DOCUMENT EXTRACT:
################

Bree Hunter, Project Officer, Australia

One of the most key things we talked about was feeling instead of thinking, I would think all the time, about this and that, I would just take time to feel. That is the key for really understanding where you are supposed to be and what you love.

Kelly , Leadership Recruiter, United States/Canada

Megan Crawford 00:01

Somewhere along the way, corporate recruiting started to not be a fit for me. And so I felt a lot of empathy and a lot of like sitting in my candidate's seat. I really started to feel those same things that they were feeling.

Introduction 00:20

This is the Happen To Your Career podcast, with Scott Anthony Barlow. We help you stop doing work that doesn't fit you, figure out what does and make it happen. We help you define the work that's unapologetically you, and then go get it. If you feel like you were meant for more and ready to make a change, keep listening. Here's Scott. Here's Scott. Here's Scott.

Scott Anthony Barlow 00:45

Okay, what happens when you decide your current job no longer fits you? Yes, it can be jarring to realize the role you once thought was the perfect fit is no longer right for you. But we see this happen all the time. And I've experienced it myself. Many times what's happened is your values or your priorities have shifted as time has gone on and you've realized you want something else, that's okay. There's nothing wrong with that. And, yes, it can be difficult to accept that you've outgrown the role that you envisioned you would be in for the long haul, but it can be even more difficult to leave that role, to leave that situation. But don't let your aversion to loss or risk keep you trapped in an unfulfilling opportunity. It's possible to find a new fulfilling role.

################

SUPPLIED INFORMATION:

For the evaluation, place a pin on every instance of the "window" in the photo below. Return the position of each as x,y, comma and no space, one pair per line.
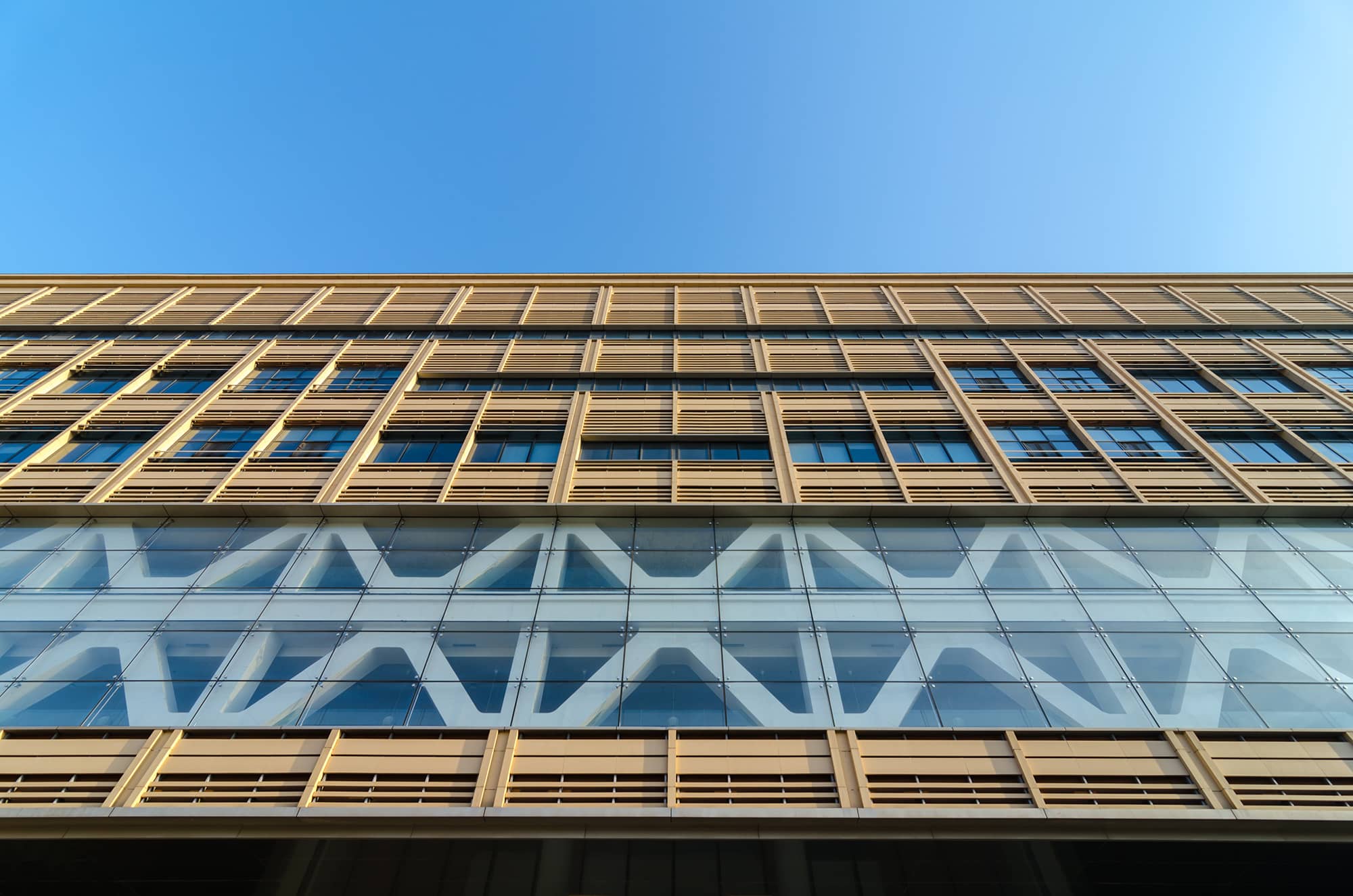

################

SET TASK 1: Transcribe the career podcast transcript word for word, starting at "Somewhere along the" and ending at "they were feeling.".
SET TASK 2: Translate this sentence from the career podcast transcript into Spanish: "But don't let your aversion to loss or risk keep you trapped in an unfulfilling opportunity."
SET TASK 3: Take the career podcast transcript further, continuing Scott Anthony Barlow's remarks after "It's possible to find a new fulfilling role."

EXERCISE OUTPUT 1:
Somewhere along the way, corporate recruiting started to not be a fit for me. And so I felt a lot of empathy and a lot of like sitting in my candidate's seat. I really started to feel those same things that they were feeling.

EXERCISE OUTPUT 2: Pero no dejes que tu aversión a la pérdida o al riesgo te retenga en una oportunidad que no te llena.

EXERCISE OUTPUT 3:
Megan Crawford 01:35

Please take off that pressure that you have to figure this out right now. The awareness, acknowledging the awareness that this is not a fit is amazing and good. And let's honor that.

Scott Anthony Barlow 01:48

That's Megan Crawford. She's a career coach and strategist on our team right here at HTYC. Megan is a wife. She's a mom, a meditator, artist, self awareness advocate, and she refers to herself as a general nerd, which I appreciate immensely. Megan has been a career coach since 2015. And she's worked for companies like The Muse, Full Stack Academy, but before she became a coach, she worked in recruiting for 12 years, for companies such as Deloitte, Booz Allen Hamilton, she worked with many industries over the course of her career– IT, accounting, finance, marketing, sales, design, just to name a few. During her time recruiting, she was also an adjunct professor at Drexel University specializing in, you guessed it, career planning. Megan made a major career transition from a recruiting to coaching when she had the realization that recruiting no longer aligned with her values, or what she actually wanted out of her life. You'll hear her recount her personal career change story. And as we go along, she'll share her advice and expertise that she has gained over the years on how to strategically find what fits you. Here she is.

Megan Crawford 03:00

I started out really naturally falling into recruiting. I've always easily connected with people. I've always loved learning about people's stories. And recruiting was like a really good match for me. I've also always been really good at getting jobs. Like since I was little, 14 years old, I always really loved working. I loved having my own money. I loved learning different jobs. And so I've always been really good at getting the job that I wanted before recruiting.

Scott Anthony Barlow 03:33

What was the 14 year old story? I'm now very curious about that. Like, what did you do at 14 years old where it's like...?

Megan Crawford 03:39

I worked at a gift shop, like, a little card, like, they sold Hallmark cards and little knickknacks, little presents, and I worked the cashier and I sold lottery tickets. I loved it.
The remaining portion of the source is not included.